■ **Work item**
When "target" occurs in a line of the material, copy that line.

■ **Dataset entries**
=-=-=-=-=

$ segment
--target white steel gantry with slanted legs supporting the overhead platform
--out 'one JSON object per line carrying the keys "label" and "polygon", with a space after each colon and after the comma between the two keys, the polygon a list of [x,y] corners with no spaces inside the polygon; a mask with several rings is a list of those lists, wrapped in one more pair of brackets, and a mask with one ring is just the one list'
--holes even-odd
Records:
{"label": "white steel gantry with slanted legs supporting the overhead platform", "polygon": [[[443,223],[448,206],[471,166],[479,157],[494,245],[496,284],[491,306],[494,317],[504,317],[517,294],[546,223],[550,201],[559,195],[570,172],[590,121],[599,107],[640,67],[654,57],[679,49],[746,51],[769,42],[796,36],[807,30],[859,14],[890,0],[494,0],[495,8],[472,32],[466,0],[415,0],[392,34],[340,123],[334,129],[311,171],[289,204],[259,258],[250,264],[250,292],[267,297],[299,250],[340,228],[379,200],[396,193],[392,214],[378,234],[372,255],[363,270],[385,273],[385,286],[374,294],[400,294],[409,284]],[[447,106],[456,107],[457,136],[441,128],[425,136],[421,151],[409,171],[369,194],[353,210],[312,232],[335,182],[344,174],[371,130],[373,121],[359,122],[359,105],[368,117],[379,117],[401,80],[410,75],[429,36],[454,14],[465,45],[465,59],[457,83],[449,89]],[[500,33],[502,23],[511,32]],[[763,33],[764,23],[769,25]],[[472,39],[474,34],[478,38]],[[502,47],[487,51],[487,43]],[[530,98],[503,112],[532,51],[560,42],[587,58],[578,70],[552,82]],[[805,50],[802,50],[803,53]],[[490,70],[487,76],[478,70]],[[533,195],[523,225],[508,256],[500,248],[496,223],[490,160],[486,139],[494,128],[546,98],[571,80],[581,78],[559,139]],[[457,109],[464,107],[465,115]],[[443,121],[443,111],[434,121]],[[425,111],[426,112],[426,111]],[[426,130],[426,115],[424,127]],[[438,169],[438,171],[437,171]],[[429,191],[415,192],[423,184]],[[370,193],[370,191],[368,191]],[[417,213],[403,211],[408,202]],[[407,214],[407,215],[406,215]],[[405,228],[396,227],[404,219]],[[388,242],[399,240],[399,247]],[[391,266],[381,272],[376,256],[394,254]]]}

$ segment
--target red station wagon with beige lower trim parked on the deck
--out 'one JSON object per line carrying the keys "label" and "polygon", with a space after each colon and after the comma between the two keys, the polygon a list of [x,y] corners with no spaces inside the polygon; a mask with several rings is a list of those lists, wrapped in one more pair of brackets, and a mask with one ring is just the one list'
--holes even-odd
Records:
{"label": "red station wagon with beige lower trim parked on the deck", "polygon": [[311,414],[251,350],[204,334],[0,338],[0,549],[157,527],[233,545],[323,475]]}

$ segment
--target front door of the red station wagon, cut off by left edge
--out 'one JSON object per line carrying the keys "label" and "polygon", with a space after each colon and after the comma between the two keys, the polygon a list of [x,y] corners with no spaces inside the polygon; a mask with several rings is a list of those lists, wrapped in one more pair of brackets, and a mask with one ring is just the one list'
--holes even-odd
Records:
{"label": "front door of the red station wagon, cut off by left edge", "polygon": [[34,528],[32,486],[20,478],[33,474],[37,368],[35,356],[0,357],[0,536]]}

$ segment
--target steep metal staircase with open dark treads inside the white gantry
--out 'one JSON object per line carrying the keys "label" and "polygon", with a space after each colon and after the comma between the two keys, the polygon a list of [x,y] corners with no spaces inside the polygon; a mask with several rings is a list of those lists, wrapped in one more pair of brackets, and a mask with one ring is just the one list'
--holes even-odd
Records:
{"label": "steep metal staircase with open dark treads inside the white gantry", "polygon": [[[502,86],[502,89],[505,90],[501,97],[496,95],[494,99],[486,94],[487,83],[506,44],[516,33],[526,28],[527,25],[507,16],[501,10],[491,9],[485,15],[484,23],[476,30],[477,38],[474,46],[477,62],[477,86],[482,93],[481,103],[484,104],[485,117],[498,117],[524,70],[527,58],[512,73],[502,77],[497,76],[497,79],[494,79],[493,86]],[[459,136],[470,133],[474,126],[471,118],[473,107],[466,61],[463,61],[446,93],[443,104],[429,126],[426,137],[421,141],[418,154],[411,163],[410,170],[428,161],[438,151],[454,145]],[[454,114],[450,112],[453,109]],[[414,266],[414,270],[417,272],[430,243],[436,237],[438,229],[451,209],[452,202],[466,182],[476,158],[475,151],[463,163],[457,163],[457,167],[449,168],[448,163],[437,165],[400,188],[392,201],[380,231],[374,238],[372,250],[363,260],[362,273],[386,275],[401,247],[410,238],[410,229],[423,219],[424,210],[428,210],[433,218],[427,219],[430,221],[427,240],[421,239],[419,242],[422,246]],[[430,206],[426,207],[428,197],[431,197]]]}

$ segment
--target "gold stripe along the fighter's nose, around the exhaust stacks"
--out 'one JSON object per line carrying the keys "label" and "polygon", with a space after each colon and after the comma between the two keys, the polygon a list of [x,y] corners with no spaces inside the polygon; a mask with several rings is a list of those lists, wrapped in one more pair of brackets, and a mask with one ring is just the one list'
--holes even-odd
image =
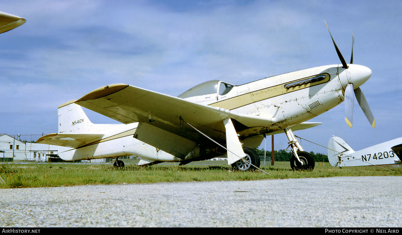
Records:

=-=-=-=-=

■ **Your solution**
--target white steel gantry with slanted legs supporting the overhead platform
--target red station wagon with beige lower trim parked on the deck
--target front door of the red station wagon, cut off by left edge
--target steep metal staircase with open dark treads inside the white gantry
--target "gold stripe along the fighter's nose, around the exhaust stacks"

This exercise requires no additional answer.